╭──

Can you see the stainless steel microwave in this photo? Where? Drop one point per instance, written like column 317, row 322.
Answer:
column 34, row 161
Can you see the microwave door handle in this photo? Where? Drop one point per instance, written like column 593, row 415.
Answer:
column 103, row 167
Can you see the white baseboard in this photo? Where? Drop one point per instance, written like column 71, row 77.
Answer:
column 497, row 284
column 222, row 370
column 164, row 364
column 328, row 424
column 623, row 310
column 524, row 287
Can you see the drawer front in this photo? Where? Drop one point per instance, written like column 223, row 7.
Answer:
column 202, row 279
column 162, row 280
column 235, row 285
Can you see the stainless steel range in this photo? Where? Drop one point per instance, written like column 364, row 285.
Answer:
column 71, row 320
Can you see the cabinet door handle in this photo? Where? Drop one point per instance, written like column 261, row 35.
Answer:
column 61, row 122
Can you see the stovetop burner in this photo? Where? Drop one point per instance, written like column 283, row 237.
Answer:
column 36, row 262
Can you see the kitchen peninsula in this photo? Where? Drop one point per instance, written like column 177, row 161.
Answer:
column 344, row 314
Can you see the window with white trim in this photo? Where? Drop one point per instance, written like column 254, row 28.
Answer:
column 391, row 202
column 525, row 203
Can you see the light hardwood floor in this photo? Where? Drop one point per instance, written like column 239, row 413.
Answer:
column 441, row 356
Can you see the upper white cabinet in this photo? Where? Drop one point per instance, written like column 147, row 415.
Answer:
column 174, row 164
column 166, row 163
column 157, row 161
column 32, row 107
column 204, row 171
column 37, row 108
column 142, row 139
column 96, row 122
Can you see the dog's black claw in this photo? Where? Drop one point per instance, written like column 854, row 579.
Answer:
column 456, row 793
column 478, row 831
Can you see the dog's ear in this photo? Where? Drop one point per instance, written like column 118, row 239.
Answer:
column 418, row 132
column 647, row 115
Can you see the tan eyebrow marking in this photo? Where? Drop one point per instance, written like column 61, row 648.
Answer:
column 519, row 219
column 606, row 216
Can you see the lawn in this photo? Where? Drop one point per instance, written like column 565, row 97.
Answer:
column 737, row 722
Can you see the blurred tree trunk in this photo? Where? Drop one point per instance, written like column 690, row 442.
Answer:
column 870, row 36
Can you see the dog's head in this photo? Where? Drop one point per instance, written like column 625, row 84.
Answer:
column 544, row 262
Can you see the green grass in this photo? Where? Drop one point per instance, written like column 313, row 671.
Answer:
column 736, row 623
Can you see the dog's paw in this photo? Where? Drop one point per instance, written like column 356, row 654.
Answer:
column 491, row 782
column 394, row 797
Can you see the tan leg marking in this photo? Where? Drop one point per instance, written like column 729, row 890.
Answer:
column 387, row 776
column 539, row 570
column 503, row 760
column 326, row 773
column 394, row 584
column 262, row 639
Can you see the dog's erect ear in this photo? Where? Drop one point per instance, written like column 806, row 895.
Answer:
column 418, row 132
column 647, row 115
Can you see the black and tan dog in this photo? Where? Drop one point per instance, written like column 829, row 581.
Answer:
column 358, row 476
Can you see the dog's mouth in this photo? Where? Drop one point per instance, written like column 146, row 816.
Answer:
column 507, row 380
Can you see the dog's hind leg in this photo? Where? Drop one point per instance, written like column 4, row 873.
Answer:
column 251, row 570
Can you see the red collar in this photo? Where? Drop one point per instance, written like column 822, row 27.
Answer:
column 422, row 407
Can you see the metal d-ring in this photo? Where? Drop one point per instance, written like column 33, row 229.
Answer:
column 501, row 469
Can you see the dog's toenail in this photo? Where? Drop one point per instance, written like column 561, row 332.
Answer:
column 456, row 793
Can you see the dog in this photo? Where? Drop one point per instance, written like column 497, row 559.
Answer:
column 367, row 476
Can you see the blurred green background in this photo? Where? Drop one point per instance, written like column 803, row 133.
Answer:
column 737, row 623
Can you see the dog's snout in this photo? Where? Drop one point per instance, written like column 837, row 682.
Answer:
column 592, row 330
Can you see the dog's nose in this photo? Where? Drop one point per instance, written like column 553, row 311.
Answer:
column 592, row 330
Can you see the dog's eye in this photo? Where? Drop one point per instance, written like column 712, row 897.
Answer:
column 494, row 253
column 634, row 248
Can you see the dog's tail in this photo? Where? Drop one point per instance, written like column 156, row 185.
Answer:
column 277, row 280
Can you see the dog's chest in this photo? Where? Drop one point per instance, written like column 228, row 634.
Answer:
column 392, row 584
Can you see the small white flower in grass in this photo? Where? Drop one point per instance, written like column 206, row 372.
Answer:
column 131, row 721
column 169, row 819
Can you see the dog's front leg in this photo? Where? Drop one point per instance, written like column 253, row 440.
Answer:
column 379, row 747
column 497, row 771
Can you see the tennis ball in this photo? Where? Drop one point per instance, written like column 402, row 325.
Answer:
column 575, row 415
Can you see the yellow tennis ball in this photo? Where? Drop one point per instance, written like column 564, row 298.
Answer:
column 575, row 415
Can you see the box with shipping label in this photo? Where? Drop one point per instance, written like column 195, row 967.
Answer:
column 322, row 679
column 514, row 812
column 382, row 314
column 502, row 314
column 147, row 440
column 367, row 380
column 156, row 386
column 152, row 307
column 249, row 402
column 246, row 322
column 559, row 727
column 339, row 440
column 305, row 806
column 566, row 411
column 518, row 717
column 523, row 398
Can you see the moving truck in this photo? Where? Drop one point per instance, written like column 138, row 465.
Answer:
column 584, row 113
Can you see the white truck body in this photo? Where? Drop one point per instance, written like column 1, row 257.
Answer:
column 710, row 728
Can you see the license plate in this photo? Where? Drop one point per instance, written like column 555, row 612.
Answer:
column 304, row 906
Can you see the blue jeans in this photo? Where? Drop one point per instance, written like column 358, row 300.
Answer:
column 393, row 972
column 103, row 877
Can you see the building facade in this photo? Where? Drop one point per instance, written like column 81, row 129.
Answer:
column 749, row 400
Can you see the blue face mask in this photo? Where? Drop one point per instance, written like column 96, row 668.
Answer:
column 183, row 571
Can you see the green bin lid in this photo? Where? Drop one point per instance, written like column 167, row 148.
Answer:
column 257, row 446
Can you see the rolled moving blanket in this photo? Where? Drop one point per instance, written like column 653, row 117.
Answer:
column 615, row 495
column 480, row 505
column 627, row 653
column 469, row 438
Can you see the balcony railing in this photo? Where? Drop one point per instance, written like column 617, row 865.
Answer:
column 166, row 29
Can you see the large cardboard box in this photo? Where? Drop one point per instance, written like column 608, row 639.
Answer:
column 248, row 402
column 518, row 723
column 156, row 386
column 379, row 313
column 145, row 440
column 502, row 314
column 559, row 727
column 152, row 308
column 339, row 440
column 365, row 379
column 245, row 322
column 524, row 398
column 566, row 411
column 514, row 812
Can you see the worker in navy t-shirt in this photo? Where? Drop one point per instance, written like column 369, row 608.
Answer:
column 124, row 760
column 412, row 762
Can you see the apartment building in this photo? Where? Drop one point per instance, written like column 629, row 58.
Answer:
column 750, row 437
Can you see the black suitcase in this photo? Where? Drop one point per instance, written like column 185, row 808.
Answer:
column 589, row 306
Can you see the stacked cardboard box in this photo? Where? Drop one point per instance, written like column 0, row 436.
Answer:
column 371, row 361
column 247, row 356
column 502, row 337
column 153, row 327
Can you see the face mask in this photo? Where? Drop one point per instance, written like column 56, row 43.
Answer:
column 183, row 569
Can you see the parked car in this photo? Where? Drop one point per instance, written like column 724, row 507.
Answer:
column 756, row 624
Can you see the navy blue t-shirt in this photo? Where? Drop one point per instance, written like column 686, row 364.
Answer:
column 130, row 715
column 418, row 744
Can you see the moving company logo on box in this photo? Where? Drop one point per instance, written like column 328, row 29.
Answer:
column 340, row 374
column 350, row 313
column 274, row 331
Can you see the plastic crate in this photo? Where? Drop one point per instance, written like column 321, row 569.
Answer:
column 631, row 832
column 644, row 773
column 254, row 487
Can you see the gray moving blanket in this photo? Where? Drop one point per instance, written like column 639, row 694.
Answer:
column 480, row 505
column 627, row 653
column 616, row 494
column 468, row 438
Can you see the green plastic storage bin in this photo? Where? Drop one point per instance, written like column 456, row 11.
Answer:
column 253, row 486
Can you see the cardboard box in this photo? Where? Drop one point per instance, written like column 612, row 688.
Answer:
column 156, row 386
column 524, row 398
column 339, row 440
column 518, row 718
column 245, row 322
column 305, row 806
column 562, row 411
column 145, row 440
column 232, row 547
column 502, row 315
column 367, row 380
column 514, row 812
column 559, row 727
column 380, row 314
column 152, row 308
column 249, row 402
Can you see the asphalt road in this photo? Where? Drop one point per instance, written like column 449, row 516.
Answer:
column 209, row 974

╰──

== GIVEN PROBLEM ==
Reproduce word for word the lines of the material above, starting at the line with "Can you see the lawn" and continuing up to and including the line with "column 262, row 639".

== EXERCISE OUTPUT ==
Can you see the lawn in this photo? Where? Drop one point per instance, written like column 565, row 97.
Answer:
column 737, row 722
Can you see the blurred tree trunk in this photo? Where? Drop one point per instance, written like column 690, row 442.
Answer:
column 870, row 36
Can you see the dog's head in this photo? Where? Drop one point per instance, written like column 625, row 84.
Answer:
column 544, row 262
Can you see the green grass in this photo? Where? Drop one point per instance, written like column 313, row 671.
Answer:
column 736, row 623
Can you see the dog's paw in this photo? Where? Drop one point per instance, written like column 356, row 654.
Answer:
column 491, row 782
column 394, row 797
Can you see the tan leg marking in this photo? Where? Drop one point per instance, written like column 729, row 890.
Answer:
column 387, row 776
column 539, row 570
column 503, row 760
column 326, row 773
column 394, row 584
column 262, row 639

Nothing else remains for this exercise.